**DO THIS**
Please copy the records below line for line, changing nothing.

### MATERIAL PROVIDED ###

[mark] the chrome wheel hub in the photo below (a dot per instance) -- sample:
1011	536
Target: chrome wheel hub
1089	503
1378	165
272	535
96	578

###

**RESULT**
[mark] the chrome wheel hub in the photo below (a dot per instance) -- sample:
1011	536
Target: chrome wheel hub
1089	503
1378	165
272	535
96	578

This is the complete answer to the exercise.